BEGIN Document extract
Thursday, December 29, 2011

Vacances de Décembre, part 1: Nantes et Noël (Brace yourself)

So evidently, I've got a LOT of stuff to write about but I'm gonna break it down into two posts. This one, obviously, is the rest of the time I spent in Nantes, Christmas that I passed there, and Christmas that I passed at Béhuard. This also going to be majority pictures because collectively, I've taken around 500 in the last week. So, Nantes. After the wine cave, we passed the rest of the week there, up until Christmas morning. Thursday, Guillaume and I took a train into town, about 10 minutes, much preferable to the 2.5-hour bus ride that was the other option. Because neither of know Nantes, we started off in what looked to be a promising direction only to find out it was the direct opposite of downtown. A 180° turn and 10 minutes later we were in downtown, with about 5 million other people. The downtown of Nantes is really cool, at least during Christmas, because all the store fronts and the plazas are decked out. We went through numerous "marchés de Noël" which is something very common in France. They're set up in plazas or squares, like la Place de Ralliement of Angers, and they consist of little huts that sell just about anything you can imagine. The most common are, of course, jewelry, little souvenirs and Christmas toys but there are also tons of stands for cheeses and sausages, chi-chis and other fairground food and vin chaud (hot wine, it's actually pretty good!). Guillaume and I toured those for a little while...

This is the vin chaud. I'm not sure exactly how it's done but here it looks like they just put wine in some kind of clay pot and then over a burner for a while. It's pretty popular, you see a lot of people just chilling, drinking their wine chaud, talking... you know, very Frency!

This is just one of the marché Noël that we passed through in downtown Nantes. 

Guillaume and I posing in front a fountain, me in my classic move-right-before-the-picture-is-taken-and-end-up-looking-pretty-ridiculous poses. 

Later we passed by the Château des ducs de Bretagne of Nantes. We didn't do the full tour, just kind cut across the courtyard, snapped some pictures and moved on.
The front of the castle (really not a necessary tag but I like to stay consistent!
END Document extract
BEGIN Stored records
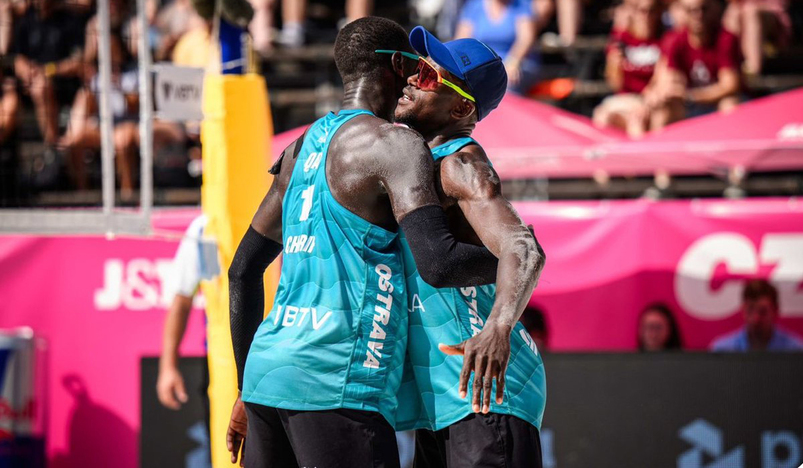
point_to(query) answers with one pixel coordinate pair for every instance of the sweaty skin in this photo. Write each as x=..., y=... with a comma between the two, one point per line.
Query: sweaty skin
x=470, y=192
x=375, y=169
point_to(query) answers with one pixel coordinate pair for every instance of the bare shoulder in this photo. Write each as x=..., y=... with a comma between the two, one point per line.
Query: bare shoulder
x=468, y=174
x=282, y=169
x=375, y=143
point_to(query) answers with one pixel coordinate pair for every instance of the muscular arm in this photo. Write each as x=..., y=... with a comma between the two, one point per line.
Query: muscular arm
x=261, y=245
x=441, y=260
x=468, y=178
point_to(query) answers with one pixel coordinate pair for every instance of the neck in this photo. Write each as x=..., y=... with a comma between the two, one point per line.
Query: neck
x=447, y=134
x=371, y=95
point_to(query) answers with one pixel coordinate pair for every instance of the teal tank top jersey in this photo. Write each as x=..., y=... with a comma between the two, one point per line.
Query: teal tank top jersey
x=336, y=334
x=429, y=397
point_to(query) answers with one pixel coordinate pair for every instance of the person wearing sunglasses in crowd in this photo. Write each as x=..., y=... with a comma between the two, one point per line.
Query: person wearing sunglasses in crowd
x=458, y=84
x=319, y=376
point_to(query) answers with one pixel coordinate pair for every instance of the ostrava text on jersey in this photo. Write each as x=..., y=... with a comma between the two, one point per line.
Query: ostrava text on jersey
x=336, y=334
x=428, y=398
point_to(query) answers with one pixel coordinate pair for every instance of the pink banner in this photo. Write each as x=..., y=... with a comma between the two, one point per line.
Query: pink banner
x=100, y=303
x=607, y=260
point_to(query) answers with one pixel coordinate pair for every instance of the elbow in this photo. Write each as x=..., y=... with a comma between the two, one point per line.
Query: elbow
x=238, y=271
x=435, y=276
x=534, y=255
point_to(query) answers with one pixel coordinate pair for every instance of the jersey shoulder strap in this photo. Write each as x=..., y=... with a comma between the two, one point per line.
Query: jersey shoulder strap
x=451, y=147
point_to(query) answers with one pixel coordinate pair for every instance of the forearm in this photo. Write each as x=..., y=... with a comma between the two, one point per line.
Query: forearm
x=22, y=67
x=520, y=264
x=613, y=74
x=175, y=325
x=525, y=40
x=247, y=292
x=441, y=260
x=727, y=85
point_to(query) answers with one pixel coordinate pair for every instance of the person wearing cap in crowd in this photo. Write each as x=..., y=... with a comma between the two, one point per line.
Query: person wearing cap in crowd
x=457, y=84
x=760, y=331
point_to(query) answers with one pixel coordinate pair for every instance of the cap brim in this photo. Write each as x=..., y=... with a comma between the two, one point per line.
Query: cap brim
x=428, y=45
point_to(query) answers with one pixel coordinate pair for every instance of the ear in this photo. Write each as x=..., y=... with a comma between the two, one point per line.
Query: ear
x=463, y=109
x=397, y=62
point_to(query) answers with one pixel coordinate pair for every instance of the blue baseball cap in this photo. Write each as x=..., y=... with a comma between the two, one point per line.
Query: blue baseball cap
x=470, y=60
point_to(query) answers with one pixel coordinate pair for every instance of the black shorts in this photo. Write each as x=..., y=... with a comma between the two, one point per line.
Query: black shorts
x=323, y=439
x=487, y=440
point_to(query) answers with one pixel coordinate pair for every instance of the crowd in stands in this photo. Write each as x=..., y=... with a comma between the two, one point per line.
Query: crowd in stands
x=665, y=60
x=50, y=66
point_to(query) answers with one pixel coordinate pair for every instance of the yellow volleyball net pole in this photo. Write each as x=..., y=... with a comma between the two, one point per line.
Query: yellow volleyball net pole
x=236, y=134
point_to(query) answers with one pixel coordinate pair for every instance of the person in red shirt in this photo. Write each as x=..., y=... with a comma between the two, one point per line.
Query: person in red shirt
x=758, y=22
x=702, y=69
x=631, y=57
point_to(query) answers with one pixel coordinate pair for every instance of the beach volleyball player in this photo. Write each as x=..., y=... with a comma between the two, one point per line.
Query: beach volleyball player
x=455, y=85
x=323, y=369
END Stored records
__Set task 1__:
How would you render this sentence from the blog post about Christmas in Nantes in Spanish: "The downtown of Nantes is really cool, at least during Christmas, because all the store fronts and the plazas are decked out."?
__Set task 2__:
Could you extend the blog post about Christmas in Nantes, picking up where it stops?

__Task output 1__:
El centro de Nantes es realmente genial, al menos durante la Navidad, porque todos los escaparates y las plazas están decorados.

__Task output 2__:
 This a giant cathedral downtown that we passed, kinda looks like Notre Dame, I guess that's just the style of that age...? 

 This is just a little street loaded with cafés, but smack in the middle of the semi-modern houses, you've got this super-traditional French woodwork. It's a shame I didn't take a close up because in the wood on the right, under the windows, there's some really beautiful intricate carvings. 

 Haha, this was a bar that we passed. The name is Au Chien Stupide, literally translating to At Stupid Dog. No, I have no idea why it's called that or why they put in the speech bubble MIAOU (French cats?!?) but I thought it was pretty funny. 

 All over town, on walls or arches, discreetly tiled on the walls are these little illustrations. Here we've got Mario but I also saw Luigi, Pacman and a lot of other little things like that, not all of them videogame characters. I don't think this is something the city did, it seems to street-arty but I guess they don't care too much. It's funny, I actually saw the same thing in Paris... but that's another blog post.

 Le Passage Pommeraye is a little rue, but indoors and lined with tons of little shops. It being Christmas, the whole thing was covered in lights and decorations and it was packed with other last-minute-present hunters. 

This is about half-way down the passage; it opens up into a two-floor section here and as you can see, tout le monde était là!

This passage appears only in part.